Output verbatim the lines beginning at the one that contains "# point at: bush" and ending at the last line of the material, inclusive of both.

#### [Records shown]
::::

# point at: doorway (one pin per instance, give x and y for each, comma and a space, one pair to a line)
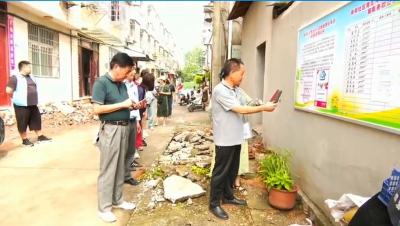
88, 70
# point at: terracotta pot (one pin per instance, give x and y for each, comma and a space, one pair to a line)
282, 199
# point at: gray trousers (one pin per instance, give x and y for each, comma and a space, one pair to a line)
131, 149
113, 143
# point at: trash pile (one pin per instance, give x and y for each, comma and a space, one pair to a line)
68, 113
180, 173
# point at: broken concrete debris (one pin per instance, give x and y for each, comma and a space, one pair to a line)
60, 113
177, 188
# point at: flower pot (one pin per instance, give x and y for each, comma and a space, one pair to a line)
282, 199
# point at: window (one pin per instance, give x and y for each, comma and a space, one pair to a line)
115, 11
43, 51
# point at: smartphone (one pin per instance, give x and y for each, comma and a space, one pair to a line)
277, 95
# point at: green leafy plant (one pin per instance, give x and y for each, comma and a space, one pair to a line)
154, 173
274, 169
205, 172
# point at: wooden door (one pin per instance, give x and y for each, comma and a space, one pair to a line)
4, 99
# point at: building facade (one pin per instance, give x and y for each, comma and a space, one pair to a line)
330, 156
71, 43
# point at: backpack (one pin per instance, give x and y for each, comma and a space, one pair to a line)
394, 207
2, 130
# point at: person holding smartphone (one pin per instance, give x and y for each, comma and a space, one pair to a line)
229, 134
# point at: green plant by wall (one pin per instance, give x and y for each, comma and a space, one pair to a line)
205, 172
275, 171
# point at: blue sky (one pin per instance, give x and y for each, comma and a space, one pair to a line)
184, 20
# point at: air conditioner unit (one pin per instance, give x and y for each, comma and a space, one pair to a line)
130, 40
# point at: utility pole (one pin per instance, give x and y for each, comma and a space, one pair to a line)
220, 40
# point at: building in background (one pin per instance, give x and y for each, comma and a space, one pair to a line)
207, 36
70, 44
330, 156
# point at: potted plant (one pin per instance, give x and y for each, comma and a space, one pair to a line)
282, 192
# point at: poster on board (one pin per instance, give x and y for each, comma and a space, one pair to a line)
348, 64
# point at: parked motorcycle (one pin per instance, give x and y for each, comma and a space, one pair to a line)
196, 104
184, 100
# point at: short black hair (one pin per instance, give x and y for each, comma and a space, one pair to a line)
21, 64
148, 80
122, 60
229, 66
143, 72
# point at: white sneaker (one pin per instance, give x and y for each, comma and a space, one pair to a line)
145, 134
126, 206
108, 217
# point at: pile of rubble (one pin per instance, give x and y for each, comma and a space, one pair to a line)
189, 147
60, 114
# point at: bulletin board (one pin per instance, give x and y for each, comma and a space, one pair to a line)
348, 65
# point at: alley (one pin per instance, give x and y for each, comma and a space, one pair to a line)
55, 183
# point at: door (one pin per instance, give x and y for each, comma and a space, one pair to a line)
4, 100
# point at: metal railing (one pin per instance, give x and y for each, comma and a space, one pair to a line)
43, 51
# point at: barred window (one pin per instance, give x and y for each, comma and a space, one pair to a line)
43, 51
112, 53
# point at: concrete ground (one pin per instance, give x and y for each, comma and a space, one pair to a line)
55, 183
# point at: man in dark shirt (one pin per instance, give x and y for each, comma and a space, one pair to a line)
23, 90
112, 104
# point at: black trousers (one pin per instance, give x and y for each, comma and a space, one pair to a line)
227, 159
28, 116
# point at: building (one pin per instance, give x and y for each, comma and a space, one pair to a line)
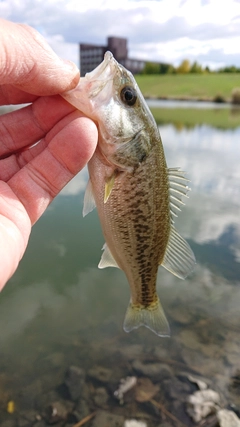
92, 55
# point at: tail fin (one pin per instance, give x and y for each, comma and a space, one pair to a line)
152, 317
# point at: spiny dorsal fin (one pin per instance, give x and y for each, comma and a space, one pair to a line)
179, 258
89, 202
177, 190
107, 259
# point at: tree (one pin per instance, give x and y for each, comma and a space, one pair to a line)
196, 68
151, 68
184, 67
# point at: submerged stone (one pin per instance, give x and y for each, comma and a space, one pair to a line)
104, 419
74, 381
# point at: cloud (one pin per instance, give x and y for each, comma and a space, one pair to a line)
156, 30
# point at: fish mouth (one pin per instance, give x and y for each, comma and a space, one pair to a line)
105, 70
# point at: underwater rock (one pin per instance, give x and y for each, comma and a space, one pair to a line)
101, 397
100, 374
181, 316
145, 390
9, 423
134, 423
132, 351
176, 389
156, 371
227, 418
125, 385
202, 403
81, 410
56, 412
40, 423
75, 381
104, 419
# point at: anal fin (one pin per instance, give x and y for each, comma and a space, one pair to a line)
107, 259
151, 317
109, 186
179, 258
89, 202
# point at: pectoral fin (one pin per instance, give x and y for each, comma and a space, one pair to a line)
107, 259
179, 258
89, 202
109, 186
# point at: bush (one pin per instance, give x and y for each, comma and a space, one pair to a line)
219, 99
236, 95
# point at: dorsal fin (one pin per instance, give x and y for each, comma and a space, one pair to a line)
179, 258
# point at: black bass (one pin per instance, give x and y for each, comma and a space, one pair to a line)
136, 195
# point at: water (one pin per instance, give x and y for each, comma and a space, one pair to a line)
59, 309
174, 103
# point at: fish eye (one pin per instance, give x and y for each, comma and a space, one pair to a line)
128, 95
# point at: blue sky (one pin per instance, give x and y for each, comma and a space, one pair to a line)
207, 31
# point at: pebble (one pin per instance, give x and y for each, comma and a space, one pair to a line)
74, 381
105, 419
156, 371
227, 418
56, 412
202, 403
101, 396
134, 423
100, 373
9, 423
177, 389
81, 410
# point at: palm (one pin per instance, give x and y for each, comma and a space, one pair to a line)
30, 179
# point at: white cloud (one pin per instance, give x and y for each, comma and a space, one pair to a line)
167, 30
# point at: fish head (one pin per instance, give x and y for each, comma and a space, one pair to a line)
111, 97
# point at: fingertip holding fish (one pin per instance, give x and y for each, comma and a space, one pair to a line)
137, 196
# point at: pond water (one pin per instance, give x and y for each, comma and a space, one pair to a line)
59, 310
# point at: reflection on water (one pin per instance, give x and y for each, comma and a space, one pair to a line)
59, 309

::::

#### [Answer space]
# point at: bush (one pin per instance, give x and y for each, comma and a space, one pair to a line)
219, 99
236, 95
# point at: dorsal fin (one pin per instance, give x and y for each, comma and a space, one pair to a line)
179, 258
# point at: black bass (one pin per instance, give x and y for each, comma and a space, one pair to a line)
136, 195
# point at: water (one pin per instance, give x and y for each, comma and a space, one pair to a line)
59, 309
174, 103
# point at: fish eye (one pin per instance, give x and y for each, comma and a space, one pair to a line)
128, 95
# point at: blue sky (one pin per instance, give x and y for each, comma and a space, one pair to a line)
207, 31
# point at: pebble (one pin per instance, give x and y for each, comma and a space, one pair to a line)
74, 381
105, 419
156, 371
227, 418
56, 412
202, 403
101, 396
134, 423
100, 373
9, 423
177, 389
81, 410
# point at: palm (one pin per instance, give x and y for each, comma and a space, one pair to a line)
30, 179
# point at: white cloud (one pin per instance, give x and y for each, comma and a space, one pair to a line)
167, 30
# point at: fish head (one pin per instance, give x and y for each, comma and a space, one pair to a line)
111, 97
# point at: fingertip holding fish (one pin per instance, give x and y for each, comma and a space, one pair to a line)
137, 196
# point at: pond water (one pin per instance, give x and y for each, comma and a space, one pair to a line)
59, 310
# point at: reflection on water (one pin per instance, give x and y for each, comma and a space, one pair to a line)
59, 309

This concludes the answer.